*Task prompt*. Please switch "even-odd rule" to "nonzero winding rule" everywhere in the records below, and reproduce everything else unchanged.

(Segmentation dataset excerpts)
===

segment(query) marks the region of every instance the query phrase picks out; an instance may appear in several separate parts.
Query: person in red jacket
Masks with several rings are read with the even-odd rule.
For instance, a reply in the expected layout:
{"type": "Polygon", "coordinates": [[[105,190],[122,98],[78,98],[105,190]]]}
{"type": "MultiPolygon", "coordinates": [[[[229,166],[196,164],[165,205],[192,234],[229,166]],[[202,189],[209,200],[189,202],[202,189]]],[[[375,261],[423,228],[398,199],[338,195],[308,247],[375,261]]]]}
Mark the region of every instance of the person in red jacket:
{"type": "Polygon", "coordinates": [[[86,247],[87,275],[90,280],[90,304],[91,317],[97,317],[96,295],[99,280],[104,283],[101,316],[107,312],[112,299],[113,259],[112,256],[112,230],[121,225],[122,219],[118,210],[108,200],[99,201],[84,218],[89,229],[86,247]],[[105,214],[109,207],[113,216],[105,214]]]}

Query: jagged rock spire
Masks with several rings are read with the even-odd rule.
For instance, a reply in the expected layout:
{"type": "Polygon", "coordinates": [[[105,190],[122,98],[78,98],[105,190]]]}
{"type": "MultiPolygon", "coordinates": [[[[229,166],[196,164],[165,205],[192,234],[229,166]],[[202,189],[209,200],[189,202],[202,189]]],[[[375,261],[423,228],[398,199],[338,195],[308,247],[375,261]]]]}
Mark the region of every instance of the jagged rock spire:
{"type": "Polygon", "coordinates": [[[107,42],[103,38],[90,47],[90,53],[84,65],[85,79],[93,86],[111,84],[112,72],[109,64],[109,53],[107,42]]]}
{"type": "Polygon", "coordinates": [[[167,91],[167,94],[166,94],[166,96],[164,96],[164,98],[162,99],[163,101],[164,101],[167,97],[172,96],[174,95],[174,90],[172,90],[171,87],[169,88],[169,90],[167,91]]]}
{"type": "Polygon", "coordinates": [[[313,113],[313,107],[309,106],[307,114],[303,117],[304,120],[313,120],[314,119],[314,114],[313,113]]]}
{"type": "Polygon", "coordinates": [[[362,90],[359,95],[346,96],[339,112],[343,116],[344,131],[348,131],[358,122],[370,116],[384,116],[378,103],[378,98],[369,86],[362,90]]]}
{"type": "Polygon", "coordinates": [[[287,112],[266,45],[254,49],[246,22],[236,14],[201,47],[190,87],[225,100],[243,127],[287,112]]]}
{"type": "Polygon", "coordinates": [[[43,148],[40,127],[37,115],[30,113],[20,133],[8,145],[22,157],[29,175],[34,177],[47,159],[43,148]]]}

===

*Full response*.
segment(query) marks the region of every instance the query phrase picks out; an instance may appear in several separate parts.
Query: person in red jacket
Masks with several rings are read with the nonzero winding rule.
For instance, a reply in the expected layout:
{"type": "Polygon", "coordinates": [[[105,190],[122,98],[78,98],[105,190]]]}
{"type": "MultiPolygon", "coordinates": [[[[229,166],[196,164],[165,205],[192,234],[229,166]],[[202,189],[209,200],[189,202],[202,189]]],[[[375,261],[423,228],[398,199],[338,195],[308,247],[375,261]]]]}
Mark the region of every instance of the person in red jacket:
{"type": "Polygon", "coordinates": [[[86,247],[87,275],[90,280],[90,304],[91,317],[97,317],[96,295],[99,280],[104,283],[101,316],[107,312],[112,299],[113,259],[112,256],[112,230],[121,225],[122,219],[118,210],[108,200],[99,201],[84,218],[89,229],[86,247]],[[105,214],[109,207],[113,216],[105,214]]]}

Query: jagged rock spire
Masks with several rings are read with the nonzero winding rule.
For instance, a reply in the expected layout:
{"type": "Polygon", "coordinates": [[[105,190],[122,98],[78,98],[105,190]]]}
{"type": "MultiPolygon", "coordinates": [[[[229,166],[196,164],[165,205],[192,234],[229,166]],[[202,189],[209,200],[189,202],[202,189]]],[[[375,261],[423,228],[398,199],[338,195],[308,247],[375,261]]]]}
Mark the region of every instance of the jagged rock spire:
{"type": "Polygon", "coordinates": [[[107,42],[103,38],[90,47],[90,53],[84,65],[85,79],[93,86],[111,84],[112,72],[109,64],[109,53],[107,42]]]}
{"type": "Polygon", "coordinates": [[[167,91],[167,94],[166,94],[166,96],[164,96],[164,98],[162,99],[163,101],[164,101],[167,97],[172,96],[174,95],[174,90],[172,90],[171,87],[169,88],[169,90],[167,91]]]}
{"type": "Polygon", "coordinates": [[[313,113],[313,107],[309,106],[307,114],[303,117],[304,120],[313,120],[314,119],[314,114],[313,113]]]}
{"type": "Polygon", "coordinates": [[[362,90],[359,95],[346,96],[339,112],[343,116],[344,131],[348,131],[358,122],[370,116],[384,116],[378,103],[378,98],[369,86],[362,90]]]}
{"type": "Polygon", "coordinates": [[[287,112],[266,45],[254,49],[246,22],[236,14],[201,47],[190,87],[225,100],[243,127],[287,112]]]}
{"type": "Polygon", "coordinates": [[[43,148],[40,127],[37,115],[30,113],[20,133],[8,145],[22,157],[29,175],[34,177],[47,159],[43,148]]]}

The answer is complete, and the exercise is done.